:: STATED TASK ::
Put the data below into a two-column CSV with the columns "text" and "answer". Give each text and the answer that follows it one row, with each field quoted and line breaks turned into spaces, and leave out the pictures.

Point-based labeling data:
┄┄┄┄┄┄┄┄┄┄┄┄┄┄┄┄┄┄┄┄

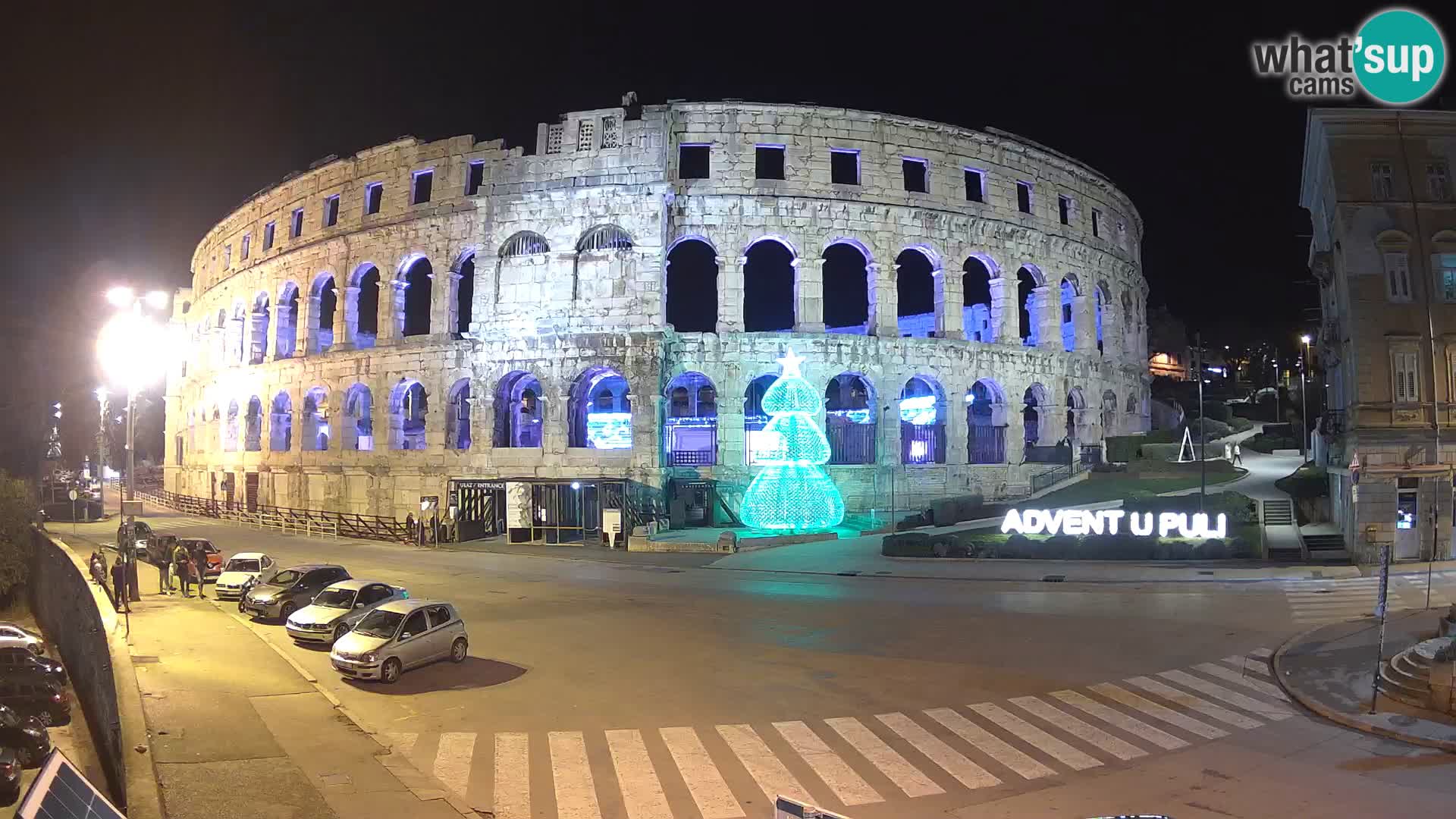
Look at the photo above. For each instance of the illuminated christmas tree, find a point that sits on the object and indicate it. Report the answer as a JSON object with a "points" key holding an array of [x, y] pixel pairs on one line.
{"points": [[792, 491]]}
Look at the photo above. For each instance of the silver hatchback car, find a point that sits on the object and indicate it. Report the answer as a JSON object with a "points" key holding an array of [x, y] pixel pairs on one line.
{"points": [[400, 635], [335, 610]]}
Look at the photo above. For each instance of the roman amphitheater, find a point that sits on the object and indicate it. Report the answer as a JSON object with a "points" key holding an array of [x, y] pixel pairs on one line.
{"points": [[544, 338]]}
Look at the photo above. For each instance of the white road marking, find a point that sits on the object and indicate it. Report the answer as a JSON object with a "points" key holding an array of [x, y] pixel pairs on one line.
{"points": [[1122, 720], [951, 761], [890, 763], [1079, 729], [1194, 703], [513, 776], [576, 792], [989, 744], [704, 781], [762, 764], [641, 790], [848, 786], [1245, 681], [453, 761], [1267, 710]]}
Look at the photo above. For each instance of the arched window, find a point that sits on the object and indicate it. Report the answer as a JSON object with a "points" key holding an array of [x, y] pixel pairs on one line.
{"points": [[419, 281], [1027, 284], [767, 287], [691, 428], [922, 422], [258, 330], [848, 290], [359, 419], [986, 423], [457, 417], [976, 287], [280, 423], [517, 411], [325, 297], [915, 284], [231, 428], [286, 337], [601, 410], [408, 406], [254, 426], [692, 286], [851, 419], [755, 419], [316, 420], [1069, 325]]}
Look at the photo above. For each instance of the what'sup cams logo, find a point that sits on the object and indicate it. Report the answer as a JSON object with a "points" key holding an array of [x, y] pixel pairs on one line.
{"points": [[1398, 57]]}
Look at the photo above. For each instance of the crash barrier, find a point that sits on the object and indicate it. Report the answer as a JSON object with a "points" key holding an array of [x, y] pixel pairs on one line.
{"points": [[284, 519], [58, 594]]}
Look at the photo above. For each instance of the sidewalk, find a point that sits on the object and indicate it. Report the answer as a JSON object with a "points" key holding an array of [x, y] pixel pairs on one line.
{"points": [[240, 732], [1329, 670]]}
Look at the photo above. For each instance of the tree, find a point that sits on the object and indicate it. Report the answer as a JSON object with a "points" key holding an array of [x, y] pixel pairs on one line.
{"points": [[792, 491]]}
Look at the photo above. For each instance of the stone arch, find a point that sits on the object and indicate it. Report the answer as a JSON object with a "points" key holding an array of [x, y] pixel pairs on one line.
{"points": [[922, 422], [851, 419], [769, 284], [457, 416], [986, 420], [408, 411], [691, 286], [357, 426], [280, 423], [916, 292], [519, 409], [691, 423], [601, 410], [849, 293]]}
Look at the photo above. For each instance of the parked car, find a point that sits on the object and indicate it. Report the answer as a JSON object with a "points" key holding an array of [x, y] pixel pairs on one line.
{"points": [[34, 695], [335, 610], [240, 572], [17, 661], [25, 735], [400, 635], [9, 776], [14, 634], [290, 589]]}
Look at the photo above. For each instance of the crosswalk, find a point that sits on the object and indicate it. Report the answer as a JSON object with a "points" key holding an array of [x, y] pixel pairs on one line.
{"points": [[1313, 602], [731, 771]]}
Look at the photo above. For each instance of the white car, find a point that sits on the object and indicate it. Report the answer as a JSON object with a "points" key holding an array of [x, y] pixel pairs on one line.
{"points": [[335, 610], [240, 572], [17, 635]]}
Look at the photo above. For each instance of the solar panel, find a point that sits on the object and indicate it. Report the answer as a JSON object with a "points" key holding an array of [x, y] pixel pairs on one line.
{"points": [[61, 792]]}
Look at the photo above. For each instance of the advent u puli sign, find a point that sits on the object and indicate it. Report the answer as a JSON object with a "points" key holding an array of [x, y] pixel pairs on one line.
{"points": [[1110, 522]]}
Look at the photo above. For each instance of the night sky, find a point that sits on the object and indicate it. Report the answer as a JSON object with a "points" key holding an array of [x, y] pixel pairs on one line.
{"points": [[127, 133]]}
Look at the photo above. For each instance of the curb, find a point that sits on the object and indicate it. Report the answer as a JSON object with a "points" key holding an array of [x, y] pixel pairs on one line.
{"points": [[1338, 717]]}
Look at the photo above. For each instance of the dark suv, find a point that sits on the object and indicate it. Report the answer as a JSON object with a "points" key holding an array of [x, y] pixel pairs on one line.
{"points": [[290, 591]]}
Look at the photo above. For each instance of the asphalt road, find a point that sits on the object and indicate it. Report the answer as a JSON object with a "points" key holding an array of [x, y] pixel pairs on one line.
{"points": [[632, 689]]}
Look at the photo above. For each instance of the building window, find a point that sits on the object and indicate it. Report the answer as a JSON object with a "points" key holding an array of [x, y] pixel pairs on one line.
{"points": [[475, 177], [1024, 197], [1382, 181], [974, 186], [1407, 376], [916, 174], [422, 187], [767, 162], [843, 167], [373, 197], [1438, 175], [1398, 278], [692, 161]]}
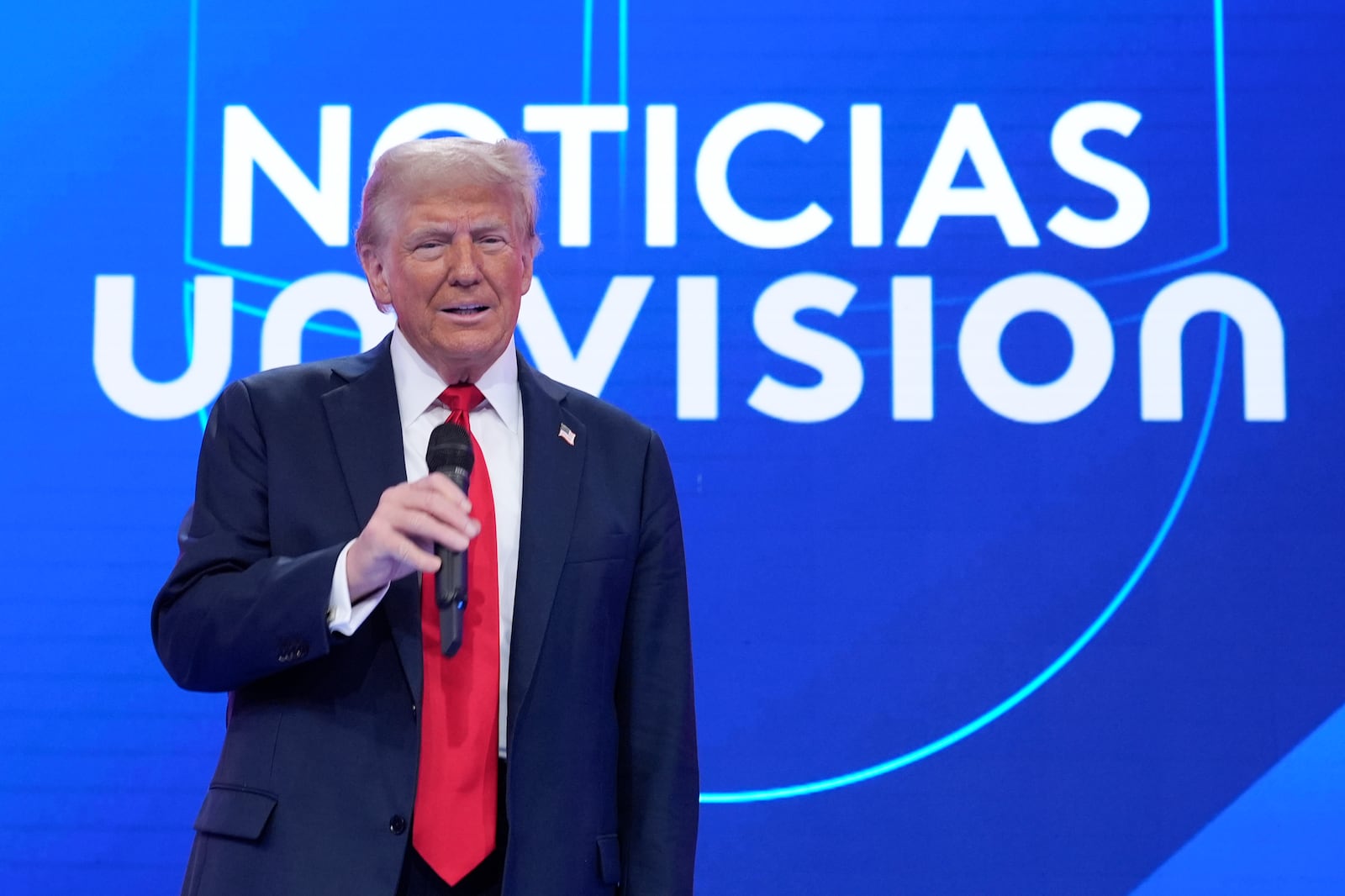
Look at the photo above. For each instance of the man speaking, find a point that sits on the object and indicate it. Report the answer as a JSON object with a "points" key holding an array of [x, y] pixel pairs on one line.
{"points": [[553, 751]]}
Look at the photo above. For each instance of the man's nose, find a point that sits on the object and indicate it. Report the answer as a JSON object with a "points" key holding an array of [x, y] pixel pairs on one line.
{"points": [[464, 261]]}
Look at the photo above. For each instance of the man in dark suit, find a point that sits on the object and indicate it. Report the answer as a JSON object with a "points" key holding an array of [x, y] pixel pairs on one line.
{"points": [[298, 593]]}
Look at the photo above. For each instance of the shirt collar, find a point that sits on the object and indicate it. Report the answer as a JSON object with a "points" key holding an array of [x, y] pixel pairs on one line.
{"points": [[419, 387]]}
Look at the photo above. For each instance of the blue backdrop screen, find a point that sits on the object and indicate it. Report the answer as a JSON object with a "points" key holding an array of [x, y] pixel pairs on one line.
{"points": [[994, 347]]}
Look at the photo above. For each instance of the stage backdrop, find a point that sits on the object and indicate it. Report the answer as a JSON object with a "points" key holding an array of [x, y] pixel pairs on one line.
{"points": [[995, 346]]}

┄┄┄┄┄┄┄┄┄┄┄┄┄┄┄┄┄┄┄┄

:: RESULT BELOW ::
text,answer
"Look at the photo above. For each instance of the illuminated christmas tree, find a point that sits on the object and indicate it. Report the answer as a JSON object with a ""points"" key holding an array of [x, y] pixel pairs on one line.","{""points"": [[792, 491]]}"
"Look at the photo above. For each instance of the silver hatchback car, find a point that sits on the object and indicate it. Report the answer as a JSON object with a ""points"" key holding an array of [x, y] pixel pairs on one line.","{""points"": [[400, 635], [335, 610]]}"
"Look at the photo above. For each instance of the roman amphitheater, find a point that sits on the object and indicate it. Report the answer as a JSON object with a ""points"" key holding an array of [x, y] pixel pairs on one line.","{""points"": [[544, 338]]}"
"Look at the photo above. For each instance of the white road marking, find a point that sits on the object and indicate it. Report the answer as a JSON object with a ""points"" key holding an array of [x, y] pixel pairs on one line.","{""points"": [[1122, 720], [951, 761], [890, 763], [1079, 729], [1194, 703], [513, 776], [576, 792], [989, 744], [704, 781], [762, 764], [641, 790], [848, 786], [1245, 681], [453, 761], [1267, 710]]}"
"Look at the photo above. For each instance of the arched window, find a point that sits on the object and indicate it. Report the answer as a JSON object with a ""points"" key holding an array of [x, y] pixel pairs on one line.","{""points"": [[419, 281], [1027, 284], [767, 287], [691, 428], [922, 422], [258, 330], [848, 290], [359, 419], [986, 423], [457, 417], [976, 287], [280, 423], [517, 411], [325, 297], [915, 284], [231, 428], [286, 337], [601, 410], [408, 406], [254, 426], [692, 286], [851, 419], [755, 419], [316, 420], [1069, 325]]}"
"Look at the photo above. For each instance of the what'sup cams logo, find a point that sits on the object and indicate it. Report the answer as a JSON object with a ""points"" key holding an array of [x, y] pixel pairs on one line.","{""points"": [[1398, 57]]}"
"Look at the photo above. For each instance of the crash barrier, find a point that sits on the object and indicate it. Report the answer as a JSON object with a ""points"" key holding an array of [x, y] pixel pairs on one line.","{""points"": [[284, 519], [58, 594]]}"
"Look at the photo above. For each instance of the sidewalk, find a point that sits on the object and indicate it. Report the answer as a JSON object with a ""points"" key holding an array of [x, y] pixel pairs on one line.","{""points"": [[240, 732], [1329, 670]]}"
"Look at the photo above. For each instance of the tree, find a point that sits on the object and indicate it. Report the answer as a JSON object with a ""points"" key holding an array of [x, y] pixel pairs on one line.","{""points"": [[792, 491]]}"
"Look at the photo above. For each instance of the stone arch, find a point that sits on the object and indicate it. Report the answer as a JSON object with a ""points"" key holding an array of [x, y] pixel pairs on one line.","{""points"": [[922, 422], [851, 419], [769, 284], [457, 416], [986, 420], [408, 411], [691, 286], [357, 426], [280, 423], [916, 292], [519, 409], [691, 423], [601, 410], [849, 293]]}"
"Look at the photo above. For each instance of the parked car, find a point that sits on the object and indicate it. Report the answer as a JSON object with a ""points"" key holding an array of [x, y] pixel pairs on one line.","{""points"": [[34, 695], [335, 610], [240, 572], [17, 661], [25, 735], [400, 635], [9, 776], [14, 634], [290, 589]]}"
"Look at the photo above. For each instance of the crosswalk, find a point that sits on the object and indicate it. Report the answer as a JSON object with a ""points"" key holding an array of [x, y] pixel pairs on one line.","{""points"": [[1313, 602], [731, 771]]}"
"Look at the photo above. For each instance of the white car, find a point that sits on the object and indicate it. Report the answer as a JSON object with a ""points"" key holding an array of [x, y] pixel pairs on one line.","{""points"": [[335, 610], [240, 572], [17, 635]]}"
"Look at the photo above. For each instance of the solar panel, find a point that sits on the object and indicate it. Report the answer as a JSON object with a ""points"" key holding an array of [x, y] pixel pairs on one line.","{""points"": [[61, 792]]}"
"Look at the photo above. For each instance of the advent u puli sign, find a point that sits on the object and indicate it. Report the answer as a JSON object with a ""points"" key holding an array of [x, y] pixel pairs on one line.","{""points"": [[1110, 522]]}"
"Look at the photo above. For each instance of the night sky, find a point that sits on the object and indicate it. Report the answer as a JSON object with a ""points"" key holding an array of [x, y] pixel pairs on one line.","{""points"": [[127, 133]]}"
"Look at the photo above. For each instance of the curb, find a point that sits on the object and indicate it. Report the answer as a JSON object with a ""points"" key holding an array of [x, y] pixel pairs on one line.","{""points"": [[1338, 717]]}"
"Look at the photo above. For each instance of the dark suv, find a point that sits on the object and indicate it. Report the answer as a JSON object with a ""points"" key holding an array of [x, y] pixel pairs on one line.","{""points"": [[290, 591]]}"
"Look at the photo above. For each instance of the asphalt road, find a point that sits on the object and indicate it. Report the answer as a JSON object with a ""points"" key holding an array of [x, y] pixel pairs on one line.","{""points"": [[632, 689]]}"
"Look at the photo above. For each instance of the building window, find a point that sits on the object and indicate it. Report the answer as a JSON object with a ""points"" key holding an array of [x, y] pixel pairs on one line.","{""points"": [[475, 177], [1024, 197], [1382, 181], [974, 186], [1407, 376], [916, 174], [422, 187], [767, 162], [843, 167], [373, 197], [1438, 175], [1398, 278], [692, 161]]}"
"Look at the photo above. For each instance of the man speaking, find a point that sits on the object and indicate it. Report the answer as a JSON object with a ""points"" key holding an array of [x, y] pixel pairs on one line.","{""points"": [[553, 751]]}"
"Look at the photo above. For each instance of the man's nose, find a point that sits on the object and indicate it. Report the answer as a JSON object with a ""points"" key holding an array of [x, y] pixel pairs on one line.","{""points"": [[464, 261]]}"
"Look at the photo above. For each instance of the man in dark suit, find a point that sits on the object and indicate it. Report the answer as a JSON object with a ""points"" key holding an array of [x, y] pixel pairs on one line.","{""points"": [[298, 593]]}"
"Look at the photo above. For each instance of the shirt collar, find a point that sits on the object and indicate it. Report the answer as a JSON object with a ""points"" key holding an array of [x, y] pixel pairs on one line.","{""points"": [[419, 387]]}"
"Look at the photo above. For each instance of the blue backdrop screen, find a point that sits on the object and indicate it. Report the answer as a JSON object with a ""points"" key holding an array of [x, y] pixel pairs on one line.","{""points"": [[994, 347]]}"
"Look at the photo above. For each instance of the stage backdrop, find a point that sits on the object and indicate it. Report the answer as a JSON object with a ""points"" key holding an array of [x, y] pixel pairs on one line.","{""points"": [[995, 346]]}"